§ Job:
Gather each line of the entries below that contains the word "green". Capital and lowercase letters must match.
[Start Listed records]
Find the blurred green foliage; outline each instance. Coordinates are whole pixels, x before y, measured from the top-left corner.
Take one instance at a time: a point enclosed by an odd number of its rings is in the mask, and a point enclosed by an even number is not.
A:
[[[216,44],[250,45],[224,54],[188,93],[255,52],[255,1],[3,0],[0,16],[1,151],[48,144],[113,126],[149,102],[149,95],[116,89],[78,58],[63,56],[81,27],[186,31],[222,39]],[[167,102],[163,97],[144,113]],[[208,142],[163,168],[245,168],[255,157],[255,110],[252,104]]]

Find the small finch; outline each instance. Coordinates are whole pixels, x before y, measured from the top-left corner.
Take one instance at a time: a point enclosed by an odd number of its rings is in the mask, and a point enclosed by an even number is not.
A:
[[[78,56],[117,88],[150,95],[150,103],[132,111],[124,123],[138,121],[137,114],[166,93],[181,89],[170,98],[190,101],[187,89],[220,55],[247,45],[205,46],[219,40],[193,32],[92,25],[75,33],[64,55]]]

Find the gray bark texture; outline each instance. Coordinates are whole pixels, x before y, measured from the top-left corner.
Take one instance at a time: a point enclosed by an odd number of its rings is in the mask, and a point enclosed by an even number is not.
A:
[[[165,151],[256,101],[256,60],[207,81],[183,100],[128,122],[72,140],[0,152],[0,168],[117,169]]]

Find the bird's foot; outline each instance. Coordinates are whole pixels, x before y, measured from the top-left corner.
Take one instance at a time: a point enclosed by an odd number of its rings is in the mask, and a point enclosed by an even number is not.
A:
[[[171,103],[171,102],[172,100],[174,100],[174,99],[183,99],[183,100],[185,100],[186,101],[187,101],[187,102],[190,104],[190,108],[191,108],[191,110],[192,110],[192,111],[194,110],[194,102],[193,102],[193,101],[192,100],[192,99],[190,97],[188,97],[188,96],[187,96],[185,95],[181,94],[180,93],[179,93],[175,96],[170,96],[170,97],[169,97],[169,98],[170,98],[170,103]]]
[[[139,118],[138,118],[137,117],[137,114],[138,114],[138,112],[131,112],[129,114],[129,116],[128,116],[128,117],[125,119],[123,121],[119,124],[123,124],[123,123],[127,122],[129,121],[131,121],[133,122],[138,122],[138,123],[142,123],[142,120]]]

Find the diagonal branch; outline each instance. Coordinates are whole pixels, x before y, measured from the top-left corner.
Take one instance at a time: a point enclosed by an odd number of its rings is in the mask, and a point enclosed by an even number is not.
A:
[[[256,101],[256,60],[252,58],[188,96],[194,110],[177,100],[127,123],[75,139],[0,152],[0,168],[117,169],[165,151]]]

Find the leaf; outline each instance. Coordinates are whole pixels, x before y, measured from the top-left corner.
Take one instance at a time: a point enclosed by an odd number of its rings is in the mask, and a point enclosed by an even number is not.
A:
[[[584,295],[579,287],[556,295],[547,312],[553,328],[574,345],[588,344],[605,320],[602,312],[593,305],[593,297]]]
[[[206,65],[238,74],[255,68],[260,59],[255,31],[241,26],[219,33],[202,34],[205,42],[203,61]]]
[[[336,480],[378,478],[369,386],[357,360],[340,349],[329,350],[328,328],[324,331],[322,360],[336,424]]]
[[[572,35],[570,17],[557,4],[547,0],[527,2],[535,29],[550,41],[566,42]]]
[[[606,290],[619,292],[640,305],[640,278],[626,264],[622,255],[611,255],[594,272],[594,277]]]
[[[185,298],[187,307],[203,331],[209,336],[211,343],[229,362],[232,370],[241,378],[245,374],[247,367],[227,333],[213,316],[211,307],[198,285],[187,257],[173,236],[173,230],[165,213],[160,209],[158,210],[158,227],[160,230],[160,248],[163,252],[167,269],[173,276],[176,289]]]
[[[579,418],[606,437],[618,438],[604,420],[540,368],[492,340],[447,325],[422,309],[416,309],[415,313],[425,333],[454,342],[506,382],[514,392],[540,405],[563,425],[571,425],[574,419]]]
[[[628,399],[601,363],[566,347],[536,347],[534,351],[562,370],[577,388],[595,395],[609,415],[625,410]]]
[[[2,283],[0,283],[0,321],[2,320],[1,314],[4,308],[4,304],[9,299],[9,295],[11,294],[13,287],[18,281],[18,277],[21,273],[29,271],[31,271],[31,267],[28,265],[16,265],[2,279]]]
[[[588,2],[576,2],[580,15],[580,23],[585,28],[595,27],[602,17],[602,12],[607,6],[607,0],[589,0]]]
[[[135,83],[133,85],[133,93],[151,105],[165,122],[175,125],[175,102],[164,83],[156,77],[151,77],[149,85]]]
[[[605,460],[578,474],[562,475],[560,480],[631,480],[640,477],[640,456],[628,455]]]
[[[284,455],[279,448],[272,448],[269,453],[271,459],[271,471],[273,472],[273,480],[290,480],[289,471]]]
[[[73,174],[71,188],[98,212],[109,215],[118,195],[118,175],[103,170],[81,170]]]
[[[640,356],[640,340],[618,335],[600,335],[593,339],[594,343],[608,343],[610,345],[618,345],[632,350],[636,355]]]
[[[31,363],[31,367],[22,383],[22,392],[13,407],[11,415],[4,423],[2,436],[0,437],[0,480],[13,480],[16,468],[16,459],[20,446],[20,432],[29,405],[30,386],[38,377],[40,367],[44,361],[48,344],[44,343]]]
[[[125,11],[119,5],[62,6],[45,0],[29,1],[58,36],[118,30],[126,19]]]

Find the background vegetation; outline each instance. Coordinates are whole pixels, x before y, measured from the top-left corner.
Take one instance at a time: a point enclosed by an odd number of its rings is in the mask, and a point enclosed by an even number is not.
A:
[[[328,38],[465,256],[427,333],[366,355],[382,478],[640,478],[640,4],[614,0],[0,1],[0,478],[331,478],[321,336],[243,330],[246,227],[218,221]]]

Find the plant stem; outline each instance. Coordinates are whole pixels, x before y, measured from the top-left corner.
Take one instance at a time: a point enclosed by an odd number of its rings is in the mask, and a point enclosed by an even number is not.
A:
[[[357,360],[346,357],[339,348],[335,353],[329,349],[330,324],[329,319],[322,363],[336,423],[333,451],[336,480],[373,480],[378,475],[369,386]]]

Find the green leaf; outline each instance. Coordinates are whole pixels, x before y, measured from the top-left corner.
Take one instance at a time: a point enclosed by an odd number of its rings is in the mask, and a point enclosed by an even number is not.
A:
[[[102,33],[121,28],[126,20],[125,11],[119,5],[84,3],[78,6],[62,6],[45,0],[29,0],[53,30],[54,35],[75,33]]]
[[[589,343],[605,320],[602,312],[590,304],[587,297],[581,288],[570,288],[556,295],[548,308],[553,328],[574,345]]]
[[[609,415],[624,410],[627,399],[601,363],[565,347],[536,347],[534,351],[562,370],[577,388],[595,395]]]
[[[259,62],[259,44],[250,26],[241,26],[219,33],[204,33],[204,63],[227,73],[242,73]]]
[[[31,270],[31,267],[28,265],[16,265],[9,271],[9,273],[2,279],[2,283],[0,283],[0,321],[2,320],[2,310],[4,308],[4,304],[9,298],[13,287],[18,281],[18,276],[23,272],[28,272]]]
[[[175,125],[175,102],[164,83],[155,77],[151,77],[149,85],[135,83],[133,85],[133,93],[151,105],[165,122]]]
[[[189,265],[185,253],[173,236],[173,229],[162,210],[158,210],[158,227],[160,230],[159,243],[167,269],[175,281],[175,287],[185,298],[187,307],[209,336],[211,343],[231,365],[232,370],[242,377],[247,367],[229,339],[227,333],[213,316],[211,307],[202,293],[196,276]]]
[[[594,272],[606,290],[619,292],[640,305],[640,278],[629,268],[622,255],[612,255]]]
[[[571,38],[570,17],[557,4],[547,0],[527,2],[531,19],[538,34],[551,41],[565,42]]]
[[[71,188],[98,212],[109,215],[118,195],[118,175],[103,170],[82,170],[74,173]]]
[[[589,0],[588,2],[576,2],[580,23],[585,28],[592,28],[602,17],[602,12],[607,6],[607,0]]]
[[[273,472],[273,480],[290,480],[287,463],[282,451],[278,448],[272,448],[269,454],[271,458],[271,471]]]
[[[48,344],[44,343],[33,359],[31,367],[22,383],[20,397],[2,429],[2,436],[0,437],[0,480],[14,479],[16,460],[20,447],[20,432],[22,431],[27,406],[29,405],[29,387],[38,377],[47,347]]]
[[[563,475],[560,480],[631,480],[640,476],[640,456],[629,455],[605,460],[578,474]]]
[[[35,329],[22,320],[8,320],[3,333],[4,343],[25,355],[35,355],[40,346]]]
[End Listed records]
§ Task response:
Find the blurred green foliage; outline each instance. Coordinates are whole pixels, x before y, measured from the top-left corner.
Find the green leaf; outline each instance. Coordinates are whole pixels, x before y, measured from the top-left corner.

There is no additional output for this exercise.